# Stated task 1:
In the records, render the lines from the line with "Where can the tree" to the line with "x=107, y=116" as a Markdown table with the columns Row and Line, leaving out blank lines.

━━━━━ Given passage

# SRF Meditation armrest



## Marpintero (May 26, 2009)

A customer asked me to make a meditation armrest. Got an original (manufactured in the Hidden Valley, California) and I took some pictures and measurements. I also got a copy of the patent, with detailed plans from Google (but no mesurements). I contacted the Hidden Valley Ashram but public relations officer did not know much about it. I would like to know something about the manufacturing process. Do any of you live close enough to make a visit to the workshops of the Ashram? Or does anyone have idea how make? What wood is the photo, ash? It is very well design and made!

Thank you very much.


----------



## lew (Feb 13, 2008)

That's an interesting device but I can't help you with any information.


----------



## Loren (May 30, 2008)

Ash is a good guess. Looks like ash to me.

To duplicate, imitate the geometry. The scarf is probably
cut first, then clamped in alignment and the hole drilled.

━━━━━━━━━━
━━━━━ Data section

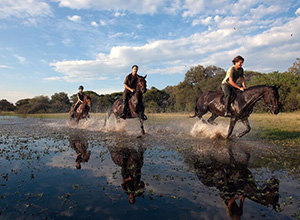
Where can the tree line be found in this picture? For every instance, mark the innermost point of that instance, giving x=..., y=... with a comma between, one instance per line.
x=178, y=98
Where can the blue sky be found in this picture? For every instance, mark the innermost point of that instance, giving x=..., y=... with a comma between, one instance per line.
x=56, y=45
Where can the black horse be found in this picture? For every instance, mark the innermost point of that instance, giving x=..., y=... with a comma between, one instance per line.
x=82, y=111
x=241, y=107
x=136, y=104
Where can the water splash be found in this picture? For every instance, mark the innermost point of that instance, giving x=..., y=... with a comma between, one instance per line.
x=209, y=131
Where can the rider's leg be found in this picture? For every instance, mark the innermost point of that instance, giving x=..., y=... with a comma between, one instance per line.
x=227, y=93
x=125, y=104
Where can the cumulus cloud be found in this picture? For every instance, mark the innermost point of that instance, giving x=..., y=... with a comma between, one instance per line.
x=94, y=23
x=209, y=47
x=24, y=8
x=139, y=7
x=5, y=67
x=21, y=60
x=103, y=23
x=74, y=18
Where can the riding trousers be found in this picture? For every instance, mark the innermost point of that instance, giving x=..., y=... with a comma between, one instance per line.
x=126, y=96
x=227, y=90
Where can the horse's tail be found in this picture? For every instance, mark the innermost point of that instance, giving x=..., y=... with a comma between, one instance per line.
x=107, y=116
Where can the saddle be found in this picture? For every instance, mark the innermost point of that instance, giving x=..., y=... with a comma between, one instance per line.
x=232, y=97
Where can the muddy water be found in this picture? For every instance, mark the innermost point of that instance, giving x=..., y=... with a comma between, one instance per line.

━━━━━━━━━━
━━━━━ Data section

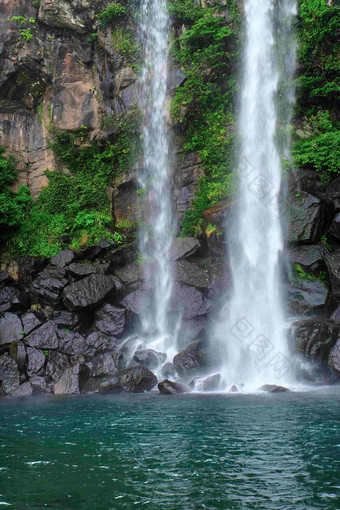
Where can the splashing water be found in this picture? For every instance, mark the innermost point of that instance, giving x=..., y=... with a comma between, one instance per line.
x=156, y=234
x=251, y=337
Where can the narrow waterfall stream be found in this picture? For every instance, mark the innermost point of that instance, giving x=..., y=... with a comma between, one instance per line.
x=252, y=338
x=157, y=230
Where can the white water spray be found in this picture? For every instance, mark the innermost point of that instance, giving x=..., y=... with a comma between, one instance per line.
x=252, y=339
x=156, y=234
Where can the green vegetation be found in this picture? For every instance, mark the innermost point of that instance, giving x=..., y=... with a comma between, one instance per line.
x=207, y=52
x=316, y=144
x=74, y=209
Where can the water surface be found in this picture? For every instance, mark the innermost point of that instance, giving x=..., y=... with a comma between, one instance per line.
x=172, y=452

━━━━━━━━━━

# Stated task 2:
Write the next part of the forum thread about making a meditation armrest, picking up from the point where it stops.

# Answer 1:
| Row | Line |
|---|---|
| 1 | Where can the tree line be found in this picture? For every instance, mark the innermost point of that instance, giving x=..., y=... with a comma between, one instance per line. |
| 2 | x=178, y=98 |
| 3 | Where can the blue sky be found in this picture? For every instance, mark the innermost point of that instance, giving x=..., y=... with a comma between, one instance per line. |
| 4 | x=56, y=45 |
| 5 | Where can the black horse be found in this picture? For every instance, mark the innermost point of that instance, giving x=..., y=... with a comma between, one instance per line. |
| 6 | x=82, y=111 |
| 7 | x=241, y=107 |
| 8 | x=136, y=104 |
| 9 | Where can the water splash be found in this picture? For every instance, mark the innermost point of that instance, giving x=..., y=... with a comma between, one instance per line. |
| 10 | x=209, y=131 |
| 11 | Where can the rider's leg be found in this picture? For every instance, mark the innermost point of that instance, giving x=..., y=... with a comma between, one instance per line. |
| 12 | x=227, y=93 |
| 13 | x=125, y=104 |
| 14 | Where can the cumulus cloud be found in this picture? For every instance, mark the innermost point of that instance, giving x=..., y=... with a comma between, one instance per line. |
| 15 | x=94, y=23 |
| 16 | x=209, y=47 |
| 17 | x=24, y=8 |
| 18 | x=139, y=7 |
| 19 | x=5, y=67 |
| 20 | x=21, y=60 |
| 21 | x=103, y=23 |
| 22 | x=74, y=18 |
| 23 | Where can the riding trousers be found in this picture? For every instance, mark the innermost point of that instance, giving x=..., y=... with a comma between, one instance per line. |
| 24 | x=126, y=96 |
| 25 | x=227, y=90 |
| 26 | Where can the horse's tail be found in this picture? For every instance, mark the innermost point of that instance, giving x=..., y=... with a comma between, one instance per line. |
| 27 | x=107, y=116 |

# Answer 2:
This sort of basic one-off knock-off is usually not worth the 
trouble in terms of what you earn per hour, bit if the
project interests you go for it. Friends will inquire about
knock offs until you start saying no.


----------



## Marpintero (May 26, 2009)

Lew: Thanks anyway.
Loren: In fact I'm doing now with the means I have. I just wanted to know how it was done originally. And yes, not worth the troble in terms of money, but I like do it. Friends can be very burdensome, customers too, but they give us the ability to do things with wood.


----------



## Loren (May 30, 2008)

Well, it was probably done with basic woodworking machinery. 
I spoke once with a man who had been a monk there for
the better part of a decade and he said that they had a 
wood shop but the output was limited to things like stools
and it was not there to be a creative outlet for the residents,
but to generate income. It was probably made with a
table saw, drill press and perhaps a belt sander.


----------



## Marpintero (May 26, 2009)

Loren: Thanks for the tip, it's really not very complicated to do, with enough basic tools, but you can use a special cutter for marriage, for example, and a jig to shape profiles, that are the details that interest me.
The wood shop also made furniture using residents as I have understood.
When finished I will share my way to do, maybe someone need it at some point.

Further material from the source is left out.